#### [Try it]
Print all the records exactly as they stand.

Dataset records
----

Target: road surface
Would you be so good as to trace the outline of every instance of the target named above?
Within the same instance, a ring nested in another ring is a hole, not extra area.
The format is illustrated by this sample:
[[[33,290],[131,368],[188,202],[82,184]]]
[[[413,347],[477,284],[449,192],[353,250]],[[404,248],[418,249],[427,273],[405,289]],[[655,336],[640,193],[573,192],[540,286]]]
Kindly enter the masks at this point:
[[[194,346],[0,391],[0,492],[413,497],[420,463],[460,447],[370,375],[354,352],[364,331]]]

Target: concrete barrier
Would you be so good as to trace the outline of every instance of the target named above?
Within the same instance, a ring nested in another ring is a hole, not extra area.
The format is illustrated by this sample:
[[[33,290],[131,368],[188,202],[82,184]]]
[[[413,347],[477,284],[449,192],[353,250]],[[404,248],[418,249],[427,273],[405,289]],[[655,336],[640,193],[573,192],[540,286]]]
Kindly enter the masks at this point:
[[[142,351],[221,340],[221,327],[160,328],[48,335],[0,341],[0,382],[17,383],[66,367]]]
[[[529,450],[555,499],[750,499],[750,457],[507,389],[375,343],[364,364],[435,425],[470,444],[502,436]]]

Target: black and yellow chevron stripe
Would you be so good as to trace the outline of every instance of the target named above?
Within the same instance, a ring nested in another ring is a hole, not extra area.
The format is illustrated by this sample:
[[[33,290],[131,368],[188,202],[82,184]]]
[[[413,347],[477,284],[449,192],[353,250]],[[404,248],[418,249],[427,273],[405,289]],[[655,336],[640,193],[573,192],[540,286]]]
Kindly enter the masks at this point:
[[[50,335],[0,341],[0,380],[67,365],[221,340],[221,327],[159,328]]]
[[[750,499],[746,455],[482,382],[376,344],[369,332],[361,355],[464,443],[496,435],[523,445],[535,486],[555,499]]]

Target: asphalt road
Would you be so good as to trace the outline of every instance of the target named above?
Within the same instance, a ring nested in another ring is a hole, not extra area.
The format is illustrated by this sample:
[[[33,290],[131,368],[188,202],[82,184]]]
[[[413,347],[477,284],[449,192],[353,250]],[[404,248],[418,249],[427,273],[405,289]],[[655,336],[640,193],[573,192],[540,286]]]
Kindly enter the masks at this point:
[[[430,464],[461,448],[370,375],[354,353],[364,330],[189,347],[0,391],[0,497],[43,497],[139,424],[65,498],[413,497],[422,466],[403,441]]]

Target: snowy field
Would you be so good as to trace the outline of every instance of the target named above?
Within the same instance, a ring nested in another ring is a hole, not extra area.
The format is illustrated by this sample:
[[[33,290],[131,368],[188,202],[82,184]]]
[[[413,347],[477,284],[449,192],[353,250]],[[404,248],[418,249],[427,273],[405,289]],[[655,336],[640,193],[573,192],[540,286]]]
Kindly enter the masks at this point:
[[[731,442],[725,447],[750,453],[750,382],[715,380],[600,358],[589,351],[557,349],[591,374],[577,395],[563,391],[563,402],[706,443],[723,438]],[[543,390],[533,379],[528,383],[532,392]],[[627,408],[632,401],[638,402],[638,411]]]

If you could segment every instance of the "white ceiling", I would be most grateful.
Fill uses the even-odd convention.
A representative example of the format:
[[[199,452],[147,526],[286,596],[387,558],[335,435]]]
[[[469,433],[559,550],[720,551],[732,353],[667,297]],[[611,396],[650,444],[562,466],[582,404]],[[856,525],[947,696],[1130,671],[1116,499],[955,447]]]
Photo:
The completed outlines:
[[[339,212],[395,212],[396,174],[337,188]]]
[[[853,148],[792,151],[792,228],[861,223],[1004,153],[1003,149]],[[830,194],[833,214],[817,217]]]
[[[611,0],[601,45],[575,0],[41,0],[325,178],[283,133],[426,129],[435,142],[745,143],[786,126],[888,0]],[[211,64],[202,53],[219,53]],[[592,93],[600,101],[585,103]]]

----

#### [Written solution]
Target: road surface
Would you be so good as to trace the outline of every instance of the target named above?
Within the same instance, a ring nested in another ring is a hole, not extra area.
The format is illustrated by this sample:
[[[33,290],[131,368],[188,202],[82,184]]]
[[[413,347],[477,284],[449,192],[353,250]],[[404,248],[418,249],[427,273],[405,289]],[[655,336],[640,193],[573,192],[540,286]]]
Kindly enter the masks at this point:
[[[194,346],[0,391],[0,492],[413,497],[420,463],[460,447],[370,375],[354,352],[364,331]]]

Target: concrete barrier
Would you be so good as to trace the outline of every instance of the target named above?
Within the same instance, a ring nested in another ring is a hole, not extra area.
The format is illustrated by this sample:
[[[33,290],[131,368],[188,202],[82,184]]]
[[[413,347],[477,284],[449,192],[353,250]],[[404,248],[418,249],[427,273],[405,289]],[[655,336],[640,193],[573,192],[540,286]]]
Kindly enter the masks at this point:
[[[142,351],[221,340],[221,327],[160,328],[48,335],[0,341],[0,382],[17,383],[66,367]]]
[[[529,450],[555,499],[750,499],[750,457],[507,389],[375,343],[364,364],[435,425],[470,444],[502,436]]]

Target: black and yellow chevron stripe
Would you be so good as to trace the outline of every instance of the target named above?
Within the same instance, a ring nested in another ring is a hole, not extra area.
The format is illustrated by this sample:
[[[33,290],[131,368],[188,202],[82,184]]]
[[[413,347],[477,284],[449,192],[353,250]],[[404,248],[418,249],[427,273],[405,289]],[[655,336],[640,193],[573,192],[540,286]]]
Kindly enter the masks at this point:
[[[50,335],[0,341],[0,380],[67,365],[221,340],[221,327],[159,328]]]
[[[750,499],[746,455],[482,382],[376,344],[369,332],[361,355],[464,443],[496,435],[523,445],[535,486],[555,499]]]

Target: asphalt road
Would you be so good as to trace the outline of every instance of the target named above?
Within the same instance, a ring nested in another ring is a hole, not extra area.
The format is illustrated by this sample:
[[[33,290],[131,368],[188,202],[82,184]]]
[[[413,347],[477,284],[449,192],[353,250]],[[404,248],[418,249],[427,273],[405,289]],[[655,336],[640,193],[573,192],[540,286]]]
Kindly enter the masks at this point:
[[[430,464],[461,448],[370,375],[354,353],[364,330],[189,347],[0,391],[0,497],[43,497],[139,424],[65,498],[413,497],[422,466],[403,441]]]

Target: snowy field
Would you be so good as to trace the outline of every instance of the target named above?
Within the same instance, a ring nested in another ring is a hole, not extra area.
The format is illustrated by this sample:
[[[33,290],[131,368],[188,202],[82,184]]]
[[[413,347],[477,284],[449,192],[353,250]],[[404,248],[418,249],[427,273],[405,289]],[[655,336],[640,193],[573,192],[540,286]]]
Kindly enter the masks at this point:
[[[731,442],[725,447],[750,453],[750,382],[715,380],[600,358],[589,351],[557,349],[591,374],[577,395],[563,391],[563,402],[706,443],[723,438]],[[543,390],[533,379],[528,383],[532,392]],[[627,408],[632,401],[638,402],[638,411]]]

If you could segment every instance of the "white ceiling", I would be most grateful.
Fill uses the even-odd convention.
A representative example of the format:
[[[199,452],[147,526],[286,596],[387,558],[335,435]]]
[[[469,433],[559,550],[720,551],[732,353],[667,297]],[[611,396],[650,444],[562,466],[582,404]],[[856,525],[947,696],[1130,671],[1116,499],[955,447]]]
Photo:
The completed outlines:
[[[339,212],[395,212],[396,174],[337,188]]]
[[[853,148],[792,151],[792,228],[861,223],[1004,153],[1003,149]],[[830,194],[833,214],[817,217]]]
[[[611,0],[601,45],[575,0],[41,0],[325,178],[283,133],[426,129],[435,142],[745,143],[786,126],[888,0]],[[211,64],[202,53],[219,53]],[[592,93],[600,101],[585,103]]]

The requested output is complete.